● Aim of the task
Every entry must be copied word for word.

● Records to process
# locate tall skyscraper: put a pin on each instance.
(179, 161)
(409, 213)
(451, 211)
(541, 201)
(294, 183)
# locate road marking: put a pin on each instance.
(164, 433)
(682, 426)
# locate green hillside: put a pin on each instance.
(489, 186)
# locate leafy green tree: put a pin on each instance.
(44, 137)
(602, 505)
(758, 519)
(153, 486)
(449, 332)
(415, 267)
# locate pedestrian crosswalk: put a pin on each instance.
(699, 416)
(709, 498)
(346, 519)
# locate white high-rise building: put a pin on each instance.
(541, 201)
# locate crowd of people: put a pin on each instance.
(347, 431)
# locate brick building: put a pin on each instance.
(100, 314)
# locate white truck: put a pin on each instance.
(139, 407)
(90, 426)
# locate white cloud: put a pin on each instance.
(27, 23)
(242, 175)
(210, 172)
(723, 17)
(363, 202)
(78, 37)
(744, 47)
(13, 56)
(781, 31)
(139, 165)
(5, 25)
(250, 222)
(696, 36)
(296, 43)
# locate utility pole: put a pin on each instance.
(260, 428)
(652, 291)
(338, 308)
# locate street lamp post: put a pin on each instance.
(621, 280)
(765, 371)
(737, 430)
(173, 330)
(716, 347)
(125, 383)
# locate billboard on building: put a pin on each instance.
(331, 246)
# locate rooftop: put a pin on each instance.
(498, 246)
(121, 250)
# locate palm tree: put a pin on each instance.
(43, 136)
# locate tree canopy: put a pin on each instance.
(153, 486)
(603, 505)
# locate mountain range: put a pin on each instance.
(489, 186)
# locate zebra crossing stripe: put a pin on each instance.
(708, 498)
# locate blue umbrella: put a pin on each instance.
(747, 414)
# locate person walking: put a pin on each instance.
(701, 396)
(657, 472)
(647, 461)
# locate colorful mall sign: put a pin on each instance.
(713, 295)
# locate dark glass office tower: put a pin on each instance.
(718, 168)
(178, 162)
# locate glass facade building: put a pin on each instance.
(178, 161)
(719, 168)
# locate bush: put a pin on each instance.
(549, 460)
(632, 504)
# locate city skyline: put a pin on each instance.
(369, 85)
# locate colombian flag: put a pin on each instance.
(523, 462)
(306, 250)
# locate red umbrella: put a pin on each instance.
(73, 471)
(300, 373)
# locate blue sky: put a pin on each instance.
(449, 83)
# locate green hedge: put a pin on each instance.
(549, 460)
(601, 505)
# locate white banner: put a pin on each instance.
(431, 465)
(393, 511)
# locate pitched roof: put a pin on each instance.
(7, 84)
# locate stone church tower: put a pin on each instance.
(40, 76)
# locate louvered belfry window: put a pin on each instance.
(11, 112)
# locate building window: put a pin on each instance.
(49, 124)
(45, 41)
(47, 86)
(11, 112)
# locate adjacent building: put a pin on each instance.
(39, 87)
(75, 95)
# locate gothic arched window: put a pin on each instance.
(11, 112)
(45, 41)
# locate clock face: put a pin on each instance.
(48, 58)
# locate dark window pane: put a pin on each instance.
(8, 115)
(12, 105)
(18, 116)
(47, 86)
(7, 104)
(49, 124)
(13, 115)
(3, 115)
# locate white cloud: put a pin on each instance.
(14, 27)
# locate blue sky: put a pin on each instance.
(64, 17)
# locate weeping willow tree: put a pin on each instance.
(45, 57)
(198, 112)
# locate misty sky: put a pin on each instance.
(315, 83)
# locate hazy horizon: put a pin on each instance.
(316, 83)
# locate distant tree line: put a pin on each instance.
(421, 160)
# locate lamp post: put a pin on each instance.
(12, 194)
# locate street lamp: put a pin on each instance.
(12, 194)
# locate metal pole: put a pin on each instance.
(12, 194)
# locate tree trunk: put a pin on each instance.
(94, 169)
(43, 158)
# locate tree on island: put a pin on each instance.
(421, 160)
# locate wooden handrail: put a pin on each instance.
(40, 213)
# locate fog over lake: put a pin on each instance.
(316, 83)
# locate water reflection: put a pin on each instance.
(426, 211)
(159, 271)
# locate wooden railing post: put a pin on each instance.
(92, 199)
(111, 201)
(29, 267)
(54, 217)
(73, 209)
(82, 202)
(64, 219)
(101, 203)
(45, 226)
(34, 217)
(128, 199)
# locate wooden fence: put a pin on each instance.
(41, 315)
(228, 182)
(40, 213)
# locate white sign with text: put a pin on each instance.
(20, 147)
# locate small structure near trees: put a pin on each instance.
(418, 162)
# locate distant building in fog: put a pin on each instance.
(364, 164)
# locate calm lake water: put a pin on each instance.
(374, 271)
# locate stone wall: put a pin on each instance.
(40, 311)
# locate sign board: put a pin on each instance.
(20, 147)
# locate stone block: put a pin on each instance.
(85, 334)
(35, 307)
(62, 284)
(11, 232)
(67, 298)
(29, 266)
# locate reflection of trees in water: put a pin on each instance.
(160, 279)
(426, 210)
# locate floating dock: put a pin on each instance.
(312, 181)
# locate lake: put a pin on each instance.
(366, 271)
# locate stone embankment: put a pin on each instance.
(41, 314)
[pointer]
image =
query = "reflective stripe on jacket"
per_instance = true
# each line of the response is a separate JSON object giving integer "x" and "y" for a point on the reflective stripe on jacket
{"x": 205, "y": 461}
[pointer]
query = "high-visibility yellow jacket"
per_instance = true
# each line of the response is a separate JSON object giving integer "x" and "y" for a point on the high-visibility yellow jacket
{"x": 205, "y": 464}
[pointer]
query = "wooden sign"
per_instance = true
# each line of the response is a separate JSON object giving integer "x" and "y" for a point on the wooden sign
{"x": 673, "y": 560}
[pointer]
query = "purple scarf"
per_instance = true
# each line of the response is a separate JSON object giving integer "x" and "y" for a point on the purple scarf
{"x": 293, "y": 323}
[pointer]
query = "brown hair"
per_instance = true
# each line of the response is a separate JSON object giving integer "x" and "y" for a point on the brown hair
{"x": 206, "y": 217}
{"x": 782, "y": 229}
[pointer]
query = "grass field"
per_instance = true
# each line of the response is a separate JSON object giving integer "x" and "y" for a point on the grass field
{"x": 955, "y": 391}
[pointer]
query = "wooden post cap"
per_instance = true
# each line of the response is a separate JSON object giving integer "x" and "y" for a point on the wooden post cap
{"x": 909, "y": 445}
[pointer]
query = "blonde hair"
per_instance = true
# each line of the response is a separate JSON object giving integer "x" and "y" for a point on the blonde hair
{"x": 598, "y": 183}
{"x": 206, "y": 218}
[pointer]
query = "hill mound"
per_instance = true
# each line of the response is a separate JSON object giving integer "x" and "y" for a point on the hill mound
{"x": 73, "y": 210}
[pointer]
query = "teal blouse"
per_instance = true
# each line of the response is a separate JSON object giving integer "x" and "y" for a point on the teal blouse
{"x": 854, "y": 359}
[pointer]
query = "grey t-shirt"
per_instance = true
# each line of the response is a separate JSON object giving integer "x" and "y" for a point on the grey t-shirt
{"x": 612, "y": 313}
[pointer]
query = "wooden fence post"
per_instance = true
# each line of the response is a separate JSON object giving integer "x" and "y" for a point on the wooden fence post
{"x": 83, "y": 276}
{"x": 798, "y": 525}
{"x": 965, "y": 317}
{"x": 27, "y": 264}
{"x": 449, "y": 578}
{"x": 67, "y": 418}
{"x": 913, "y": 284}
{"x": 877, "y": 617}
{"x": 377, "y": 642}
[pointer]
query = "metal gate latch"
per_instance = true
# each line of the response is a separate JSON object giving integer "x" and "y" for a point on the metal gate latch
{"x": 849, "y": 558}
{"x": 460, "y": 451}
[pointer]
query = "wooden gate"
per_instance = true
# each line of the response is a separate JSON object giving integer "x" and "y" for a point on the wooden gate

● Finished answer
# locate tall skyscraper: put a pin on each instance.
(179, 161)
(409, 213)
(451, 211)
(541, 201)
(294, 183)
# locate road marking: put a pin on each instance.
(164, 433)
(682, 426)
# locate green hillside: put a pin on each instance.
(489, 186)
# locate leafy green tree: put a pin on each instance.
(44, 137)
(602, 505)
(758, 519)
(153, 486)
(449, 332)
(415, 267)
# locate pedestrian crosswalk: put a pin on each instance.
(699, 416)
(709, 498)
(346, 519)
# locate white high-rise building: put a pin on each instance.
(541, 201)
# locate crowd of people: put a pin on each instance.
(347, 431)
# locate brick building: put a pin on each instance.
(100, 314)
# locate white truck: put a pin on each instance.
(139, 407)
(90, 426)
# locate white cloud: put a pin on each instance.
(27, 23)
(242, 175)
(210, 172)
(723, 17)
(363, 202)
(78, 37)
(744, 47)
(13, 56)
(781, 31)
(139, 165)
(5, 25)
(250, 222)
(696, 36)
(296, 43)
# locate utility pole: put a pin on each instance.
(260, 428)
(652, 291)
(338, 308)
# locate street lamp post: put a pin on each instance.
(621, 280)
(765, 371)
(737, 430)
(173, 330)
(716, 347)
(125, 383)
# locate billboard on building: put a pin on each instance.
(331, 246)
# locate rooftop: put a pin on each instance.
(498, 246)
(121, 250)
# locate palm tree: put a pin on each instance.
(43, 136)
# locate tree canopy: put a pin on each instance.
(153, 486)
(603, 505)
# locate mountain range: put a pin on each instance.
(489, 186)
# locate zebra crossing stripe: put a pin on each instance.
(708, 498)
# locate blue umbrella: put a pin on each instance.
(747, 414)
# locate person walking: put a pin on each instance.
(701, 396)
(657, 472)
(647, 461)
# locate colorful mall sign: put a pin on each instance.
(713, 295)
# locate dark glass office tower: put a pin on each instance.
(718, 168)
(178, 162)
# locate glass facade building: put a pin on each instance.
(178, 161)
(719, 168)
# locate bush: put a pin on each instance.
(549, 460)
(632, 504)
# locate city skyline: put a pin on each instance.
(369, 85)
# locate colombian flag: put a pin on each instance.
(523, 462)
(306, 250)
# locate red umbrella: put a pin on each instance.
(73, 471)
(300, 373)
# locate blue sky: put a pin on each instance.
(449, 83)
# locate green hedge: put a pin on each instance.
(549, 460)
(601, 505)
# locate white banner: put a pin on each instance.
(431, 465)
(393, 511)
# locate pitched roof: put a pin on each instance.
(7, 84)
# locate stone church tower: put a pin on each instance.
(40, 76)
# locate louvered belfry window: put a pin on each instance.
(11, 112)
# locate building window: put a pin on each instance.
(49, 124)
(45, 41)
(47, 86)
(11, 112)
# locate adjacent building: put a pin on each instance.
(39, 87)
(75, 95)
# locate gothic arched window: put a pin on each instance.
(11, 112)
(45, 41)
# locate clock face: put a pin on each instance.
(48, 58)
# locate dark window pane: put a pin on each instance.
(8, 115)
(12, 105)
(18, 116)
(47, 86)
(7, 104)
(49, 124)
(13, 115)
(3, 115)
# locate white cloud: put a pin on each instance.
(14, 27)
# locate blue sky: put a pin on each instance.
(64, 17)
# locate weeping willow tree: put a pin on each instance.
(45, 57)
(198, 112)
# locate misty sky: put a pin on each instance.
(315, 83)
# locate hazy horizon: put a pin on each instance.
(316, 83)
# locate distant tree line: put a pin on each instance.
(421, 160)
# locate lamp post: put a pin on each instance.
(12, 194)
# locate street lamp: put a pin on each instance.
(12, 194)
# locate metal pole: put a pin on each instance.
(12, 194)
# locate tree trunk: put a pin on each instance.
(94, 169)
(43, 158)
# locate tree on island: put a pin on each instance.
(421, 160)
# locate wooden handrail: put a pin on each instance.
(40, 213)
# locate fog over lake: put a pin on each instance.
(316, 83)
# locate water reflection: put a pin on each instance.
(426, 211)
(159, 271)
# locate wooden railing post: put a pin on each instance.
(92, 199)
(111, 201)
(29, 267)
(54, 217)
(73, 209)
(82, 202)
(64, 219)
(101, 203)
(45, 226)
(34, 217)
(128, 199)
# locate wooden fence: put a pin on each instance.
(41, 315)
(228, 182)
(40, 213)
# locate white sign with text: put a pin on each instance.
(20, 147)
# locate small structure near trees: put a pin on each instance.
(418, 162)
# locate distant building in fog: put a pin on each instance.
(364, 164)
# locate calm lake water: put a pin on each instance.
(374, 271)
# locate stone wall: put a pin on each instance.
(40, 311)
# locate sign board: put a pin on each instance.
(20, 147)
# locate stone block: put a pin on each instance.
(85, 334)
(35, 307)
(62, 284)
(11, 232)
(67, 298)
(29, 266)
# locate reflection of trees in water: put a pin on each instance.
(160, 279)
(426, 210)
# locate floating dock: put a pin on each instance.
(312, 181)
# locate lake: put a pin on each instance.
(366, 271)
# locate stone embankment: put a pin on each instance.
(41, 314)
[pointer]
image =
query = "reflective stripe on jacket"
per_instance = true
# each line of the response is a separate JSON object giving integer "x" and "y" for a point on the reflective stripe on jacket
{"x": 205, "y": 461}
[pointer]
query = "high-visibility yellow jacket"
per_instance = true
# each line of the response is a separate JSON object giving integer "x" and "y" for a point on the high-visibility yellow jacket
{"x": 205, "y": 464}
[pointer]
query = "wooden sign"
per_instance = true
# each line of the response is a separate JSON object giving integer "x" and "y" for a point on the wooden sign
{"x": 673, "y": 560}
[pointer]
query = "purple scarf"
per_instance = true
# each line of the response is a separate JSON object giving integer "x" and "y" for a point on the purple scarf
{"x": 293, "y": 323}
[pointer]
query = "brown hair"
per_instance = true
# each line of the response is a separate JSON object giving integer "x" and "y" for a point on the brown hair
{"x": 206, "y": 217}
{"x": 782, "y": 229}
[pointer]
query = "grass field"
per_instance = true
# each line of the response is a separate JSON object giving integer "x" and "y" for a point on the grass field
{"x": 955, "y": 391}
[pointer]
query = "wooden post cap"
per_instance = true
# each line of the response is a separate JSON object giving integer "x" and "y" for a point on the wooden post cap
{"x": 909, "y": 445}
[pointer]
query = "blonde hair"
per_instance = true
# each line of the response is a separate JSON object giving integer "x" and "y" for a point on the blonde hair
{"x": 598, "y": 183}
{"x": 206, "y": 218}
[pointer]
query = "hill mound"
per_instance = true
# each line of the response is a separate JSON object giving integer "x" and "y" for a point on the hill mound
{"x": 73, "y": 210}
[pointer]
query = "teal blouse"
per_instance = true
# each line of the response is a separate JSON object giving integer "x" and "y" for a point on the teal blouse
{"x": 854, "y": 359}
[pointer]
query = "grey t-shirt"
per_instance = true
# each line of the response is a separate JSON object giving integer "x" and "y" for a point on the grey t-shirt
{"x": 612, "y": 313}
[pointer]
query = "wooden fence post"
per_instance = true
# each line of the response is a separate JSON object giving integer "x" and "y" for a point on the wooden fence post
{"x": 83, "y": 276}
{"x": 798, "y": 525}
{"x": 965, "y": 317}
{"x": 27, "y": 264}
{"x": 449, "y": 578}
{"x": 67, "y": 418}
{"x": 913, "y": 284}
{"x": 877, "y": 617}
{"x": 377, "y": 642}
[pointer]
query = "metal gate latch"
per_instance = true
# each line of the response is a separate JSON object giving integer "x" and "y" for a point on the metal gate latch
{"x": 849, "y": 558}
{"x": 460, "y": 451}
[pointer]
query = "wooden gate"
per_instance = true
# each line of the response is a separate JSON object giving integer "x" and "y" for a point on the wooden gate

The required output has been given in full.